Passage given.
****************************************
Smith was on Alabama’s radar after his sophomore year at Francis Howell High in Saint Charles, Mo., getting high praise from legendary Crimson Tide coach Nick Saban before failing to show his ability after his junior year due to a hand injury that sidelined him from participating in camps.

Now, Smith has become a force at Northern Illinois, leading the nation tackles for loss (28.5) while second in sacks (14).

The 6-foot-1, 230-pound lineman has become the Mid-American Conference’s most dominant defensive player since Khalil Mack of Buffalo back in 2013. Mack was the NFL Defensive Player of the Year last season with the Raiders.

And, while Northern Illinois — which ranks No. 18 in total defense (328 yards) — has made several trips to Ford Field this decade to play for the MAC championship, this will be Smith’s first time.

“Personally, it’s my first time and the first time for a lot of other guys since we’re such a young team so we really never experienced Detroit, but for the juniors and seniors who have been there, they know a lot about it and say it’s a great atmosphere, a lot of fun so we’re looking forward to it,” Smith said. “It’s going to be an awesome Christmas gift and I’m excited to get there.”

More: Strong finish powers QB Jones, Duke to Quick Lane Bowl

So, how did a player who took a redshirt in 2015, then made just 15 tackles while playing in a backup role last season become such an impact player?

“It comes down to how bad you want it and how much preparation you want to put into it,”Smith said. “For me it was all about learning the whole defense really, knowing what my guy next to me is going to be doing and knowing what the linebackers are going to be doing, too.

“It all comes down to preparation on my part, but then again I had a lot of great influences, played behind some really good football players like Ladell Fleming, Perez Ford and Austin Smaha, guys that just taught me the ropes a little bit on this position and I just took in what they knew and kind of implemented it on what I know on how to play football and it’s worked out well.”

It’s worked out well for Smith and Northern Illinois, but not so much for opponents, especially teams like Western Michigan when Smith picked up a fumble and scored on a 58-yard TD return in a 35-31 comeback win over the Broncos.

In Northern Illinois’ early season 21-17 win at Nebraska, Smith was a one-man wrecking crew. He finished with 31/2 tackles for loss, including two sacks while breaking up a pass.
****************************************
Entries shown.

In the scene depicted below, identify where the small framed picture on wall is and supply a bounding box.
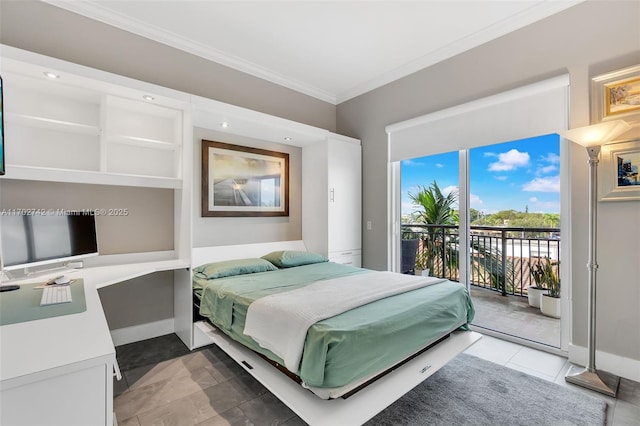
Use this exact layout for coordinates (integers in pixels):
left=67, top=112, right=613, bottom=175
left=591, top=65, right=640, bottom=125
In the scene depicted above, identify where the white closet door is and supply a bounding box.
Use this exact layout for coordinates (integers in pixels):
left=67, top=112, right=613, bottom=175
left=328, top=140, right=362, bottom=253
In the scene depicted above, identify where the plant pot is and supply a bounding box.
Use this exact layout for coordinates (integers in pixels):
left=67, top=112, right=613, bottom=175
left=527, top=286, right=547, bottom=308
left=540, top=294, right=560, bottom=318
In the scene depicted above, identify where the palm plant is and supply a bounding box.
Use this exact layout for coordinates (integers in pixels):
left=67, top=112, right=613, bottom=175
left=409, top=181, right=459, bottom=275
left=409, top=181, right=513, bottom=289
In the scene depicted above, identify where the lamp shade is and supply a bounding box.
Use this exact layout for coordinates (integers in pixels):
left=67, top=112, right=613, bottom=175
left=560, top=120, right=631, bottom=147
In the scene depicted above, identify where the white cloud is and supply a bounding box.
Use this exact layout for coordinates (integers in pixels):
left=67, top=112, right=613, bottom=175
left=522, top=176, right=560, bottom=192
left=469, top=194, right=484, bottom=210
left=440, top=185, right=458, bottom=195
left=543, top=152, right=560, bottom=164
left=538, top=164, right=558, bottom=175
left=489, top=149, right=529, bottom=172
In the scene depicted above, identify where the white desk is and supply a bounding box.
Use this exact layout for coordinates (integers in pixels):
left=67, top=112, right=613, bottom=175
left=0, top=259, right=190, bottom=426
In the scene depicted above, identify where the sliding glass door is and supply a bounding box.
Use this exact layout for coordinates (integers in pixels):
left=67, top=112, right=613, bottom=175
left=400, top=134, right=561, bottom=348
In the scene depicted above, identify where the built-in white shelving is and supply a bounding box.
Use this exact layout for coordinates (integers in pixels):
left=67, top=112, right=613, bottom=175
left=2, top=50, right=189, bottom=188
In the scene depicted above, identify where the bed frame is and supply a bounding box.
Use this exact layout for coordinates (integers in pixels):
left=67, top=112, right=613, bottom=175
left=192, top=240, right=481, bottom=426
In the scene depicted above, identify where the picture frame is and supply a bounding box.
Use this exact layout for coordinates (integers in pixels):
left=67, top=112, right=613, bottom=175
left=591, top=65, right=640, bottom=125
left=202, top=139, right=289, bottom=217
left=598, top=138, right=640, bottom=201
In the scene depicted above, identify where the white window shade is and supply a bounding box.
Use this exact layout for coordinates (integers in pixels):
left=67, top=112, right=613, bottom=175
left=386, top=74, right=569, bottom=162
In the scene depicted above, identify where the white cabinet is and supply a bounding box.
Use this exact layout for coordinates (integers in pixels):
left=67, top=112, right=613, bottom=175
left=0, top=355, right=115, bottom=426
left=302, top=134, right=362, bottom=266
left=1, top=49, right=187, bottom=188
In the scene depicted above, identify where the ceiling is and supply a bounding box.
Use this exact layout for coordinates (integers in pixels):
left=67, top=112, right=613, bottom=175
left=43, top=0, right=583, bottom=104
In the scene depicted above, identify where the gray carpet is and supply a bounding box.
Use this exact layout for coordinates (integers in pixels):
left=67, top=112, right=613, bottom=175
left=366, top=354, right=607, bottom=426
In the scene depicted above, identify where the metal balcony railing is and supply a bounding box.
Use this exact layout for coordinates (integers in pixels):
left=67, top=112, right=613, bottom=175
left=401, top=224, right=560, bottom=296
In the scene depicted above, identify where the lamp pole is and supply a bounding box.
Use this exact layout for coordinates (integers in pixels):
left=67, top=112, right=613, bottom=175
left=565, top=145, right=620, bottom=398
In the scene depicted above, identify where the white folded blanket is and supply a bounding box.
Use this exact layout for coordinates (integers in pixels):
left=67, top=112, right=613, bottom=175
left=244, top=271, right=445, bottom=373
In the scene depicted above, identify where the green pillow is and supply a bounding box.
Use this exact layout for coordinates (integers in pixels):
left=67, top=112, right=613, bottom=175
left=262, top=250, right=329, bottom=268
left=193, top=258, right=278, bottom=280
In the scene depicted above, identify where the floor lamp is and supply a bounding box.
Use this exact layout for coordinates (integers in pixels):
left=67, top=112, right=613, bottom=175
left=560, top=120, right=631, bottom=398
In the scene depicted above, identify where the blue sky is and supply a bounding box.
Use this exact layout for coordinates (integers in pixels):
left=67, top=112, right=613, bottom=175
left=401, top=134, right=560, bottom=214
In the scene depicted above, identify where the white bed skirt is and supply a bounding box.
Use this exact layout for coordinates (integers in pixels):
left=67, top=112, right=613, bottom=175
left=193, top=321, right=482, bottom=426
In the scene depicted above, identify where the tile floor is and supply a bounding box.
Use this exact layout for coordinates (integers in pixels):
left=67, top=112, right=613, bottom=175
left=114, top=335, right=640, bottom=426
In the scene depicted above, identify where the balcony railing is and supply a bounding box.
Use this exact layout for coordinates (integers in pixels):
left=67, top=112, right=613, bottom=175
left=401, top=224, right=560, bottom=296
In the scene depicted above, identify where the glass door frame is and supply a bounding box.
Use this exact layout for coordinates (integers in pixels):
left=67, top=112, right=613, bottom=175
left=387, top=138, right=572, bottom=354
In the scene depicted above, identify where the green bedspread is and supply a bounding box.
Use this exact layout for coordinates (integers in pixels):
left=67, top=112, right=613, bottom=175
left=193, top=262, right=474, bottom=388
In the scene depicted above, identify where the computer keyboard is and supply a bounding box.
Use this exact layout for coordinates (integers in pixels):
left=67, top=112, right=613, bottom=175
left=40, top=285, right=71, bottom=306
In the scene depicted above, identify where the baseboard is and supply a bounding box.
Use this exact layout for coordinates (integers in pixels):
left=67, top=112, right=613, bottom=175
left=111, top=318, right=175, bottom=346
left=569, top=344, right=640, bottom=382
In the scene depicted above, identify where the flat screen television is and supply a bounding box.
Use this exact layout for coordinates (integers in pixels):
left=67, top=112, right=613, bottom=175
left=0, top=212, right=98, bottom=271
left=0, top=76, right=4, bottom=175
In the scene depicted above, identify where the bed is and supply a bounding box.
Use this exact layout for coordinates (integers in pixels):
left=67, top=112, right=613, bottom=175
left=193, top=241, right=479, bottom=424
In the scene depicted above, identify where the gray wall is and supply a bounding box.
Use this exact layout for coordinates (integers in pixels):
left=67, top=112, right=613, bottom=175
left=0, top=178, right=174, bottom=255
left=193, top=128, right=302, bottom=251
left=338, top=1, right=640, bottom=360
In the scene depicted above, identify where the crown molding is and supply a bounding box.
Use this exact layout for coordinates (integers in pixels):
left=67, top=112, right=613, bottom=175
left=42, top=0, right=585, bottom=105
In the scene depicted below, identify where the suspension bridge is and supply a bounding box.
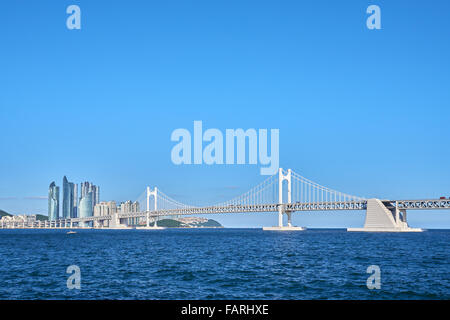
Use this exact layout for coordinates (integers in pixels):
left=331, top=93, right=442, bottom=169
left=0, top=168, right=450, bottom=232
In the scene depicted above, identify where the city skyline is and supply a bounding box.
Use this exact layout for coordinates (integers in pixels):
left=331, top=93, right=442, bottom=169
left=0, top=1, right=450, bottom=228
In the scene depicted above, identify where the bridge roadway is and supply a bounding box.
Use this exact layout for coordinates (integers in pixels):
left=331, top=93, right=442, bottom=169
left=0, top=199, right=450, bottom=228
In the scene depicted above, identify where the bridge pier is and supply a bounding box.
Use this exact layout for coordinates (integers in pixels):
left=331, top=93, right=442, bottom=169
left=347, top=199, right=423, bottom=232
left=139, top=187, right=165, bottom=230
left=263, top=168, right=306, bottom=231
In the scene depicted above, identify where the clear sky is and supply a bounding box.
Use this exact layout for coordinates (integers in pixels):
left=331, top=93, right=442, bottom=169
left=0, top=0, right=450, bottom=228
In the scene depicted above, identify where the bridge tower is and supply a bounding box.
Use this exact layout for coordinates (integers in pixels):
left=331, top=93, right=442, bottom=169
left=347, top=199, right=423, bottom=232
left=145, top=187, right=165, bottom=229
left=263, top=168, right=305, bottom=231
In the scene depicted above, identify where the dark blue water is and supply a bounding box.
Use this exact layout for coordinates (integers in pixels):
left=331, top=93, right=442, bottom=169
left=0, top=229, right=450, bottom=299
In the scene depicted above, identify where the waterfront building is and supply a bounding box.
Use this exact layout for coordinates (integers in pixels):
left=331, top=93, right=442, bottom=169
left=120, top=200, right=139, bottom=213
left=62, top=176, right=77, bottom=219
left=80, top=182, right=100, bottom=209
left=71, top=183, right=78, bottom=218
left=94, top=201, right=117, bottom=217
left=48, top=181, right=59, bottom=220
left=78, top=192, right=94, bottom=218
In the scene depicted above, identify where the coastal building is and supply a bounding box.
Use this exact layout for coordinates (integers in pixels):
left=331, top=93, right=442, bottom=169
left=62, top=176, right=77, bottom=219
left=80, top=182, right=100, bottom=209
left=120, top=200, right=139, bottom=213
left=78, top=192, right=94, bottom=218
left=48, top=181, right=59, bottom=220
left=94, top=201, right=117, bottom=217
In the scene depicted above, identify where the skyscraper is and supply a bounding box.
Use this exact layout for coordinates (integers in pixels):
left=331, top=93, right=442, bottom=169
left=62, top=176, right=76, bottom=219
left=80, top=182, right=100, bottom=210
left=71, top=183, right=78, bottom=218
left=79, top=192, right=94, bottom=218
left=48, top=181, right=59, bottom=220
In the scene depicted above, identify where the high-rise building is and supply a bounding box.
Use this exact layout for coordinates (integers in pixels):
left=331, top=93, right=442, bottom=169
left=94, top=201, right=117, bottom=217
left=78, top=192, right=94, bottom=218
left=71, top=184, right=78, bottom=218
left=48, top=181, right=59, bottom=220
left=62, top=176, right=77, bottom=219
left=120, top=200, right=139, bottom=213
left=80, top=182, right=100, bottom=210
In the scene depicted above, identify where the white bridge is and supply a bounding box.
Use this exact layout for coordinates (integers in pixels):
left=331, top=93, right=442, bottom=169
left=0, top=168, right=450, bottom=232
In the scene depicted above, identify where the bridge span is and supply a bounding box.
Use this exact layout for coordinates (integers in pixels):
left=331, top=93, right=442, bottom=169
left=0, top=168, right=450, bottom=232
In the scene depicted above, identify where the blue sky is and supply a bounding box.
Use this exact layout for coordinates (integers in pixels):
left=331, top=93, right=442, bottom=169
left=0, top=0, right=450, bottom=228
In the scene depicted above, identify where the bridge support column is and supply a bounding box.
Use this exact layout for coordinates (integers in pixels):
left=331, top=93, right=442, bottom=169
left=347, top=199, right=423, bottom=232
left=139, top=187, right=165, bottom=230
left=263, top=168, right=305, bottom=231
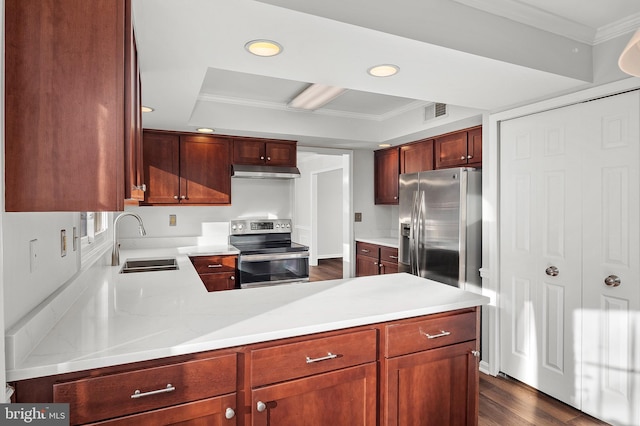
****************************************
Exercise requirements.
1. Copy everything in the Smith article from "Smith was on" down to "Smith’s first time.".
2. Name each player the Smith article says Smith played behind.
3. Extend the article about Smith past its final sentence.
The entries can be left aside, since nothing here depends on them.

Answers provided.
1.
Smith was on Alabama’s radar after his sophomore year at Francis Howell High in Saint Charles, Mo., getting high praise from legendary Crimson Tide coach Nick Saban before failing to show his ability after his junior year due to a hand injury that sidelined him from participating in camps.

Now, Smith has become a force at Northern Illinois, leading the nation tackles for loss (28.5) while second in sacks (14).

The 6-foot-1, 230-pound lineman has become the Mid-American Conference’s most dominant defensive player since Khalil Mack of Buffalo back in 2013. Mack was the NFL Defensive Player of the Year last season with the Raiders.

And, while Northern Illinois — which ranks No. 18 in total defense (328 yards) — has made several trips to Ford Field this decade to play for the MAC championship, this will be Smith’s first time.

2. Ladell Fleming, Perez Ford, Austin Smaha

3.
“I would say my instinctiveness is one of my biggest strengths because I always somehow find myself near the ball, I’m not trying to be cocky or anything, I’m just always near it,” Smith said. “I’m in the frontline of the trenches, so I guess it’s going to be there quite often. I have a knack for the ball and I try to figure out what they’re going to run and how they’re going to run it.”

“I was 6-foot-1 and 230 pounds coming into the season and I had to make an adjustment to it of course, I put on good weight,” Smith said. “It’s been a great experience for me. I have to give a lot of credit to my coaches. Coach (defensive line coach Brett) Diersen was always trying to find new things, making me interested in more things, trying to figure out what is the best way I can play.

“I’ve just had a great support system. We run a 4-3 and we have kind of a hybrid linebacker position and that’s what I am as a rusher and it’s just worked out well.”

Smith was a standout running back coming out of high school, playing just one game his entire prep career on defense, a game in which he came up with 20-plus tackles and getting an offer from Northern Illinois.

“I went there as a running back, but I played one game on defense my entire career, and I had like 22 tackles, like five for loss and that was against a real good high school team, Elder, Ohio, and that’s when I got my first initial offer from NIU,” Smith said.

“Austin Peay was the only other school that offered me. Indiana was close and I was getting other looks, but broke my hand at one of the NIKE combines and it was during the spring. I had to have pins put in my hand and that ruined my opportunity to go to all the big camps, Alabama, Tennessee, Arkansas, Texas and Oklahoma.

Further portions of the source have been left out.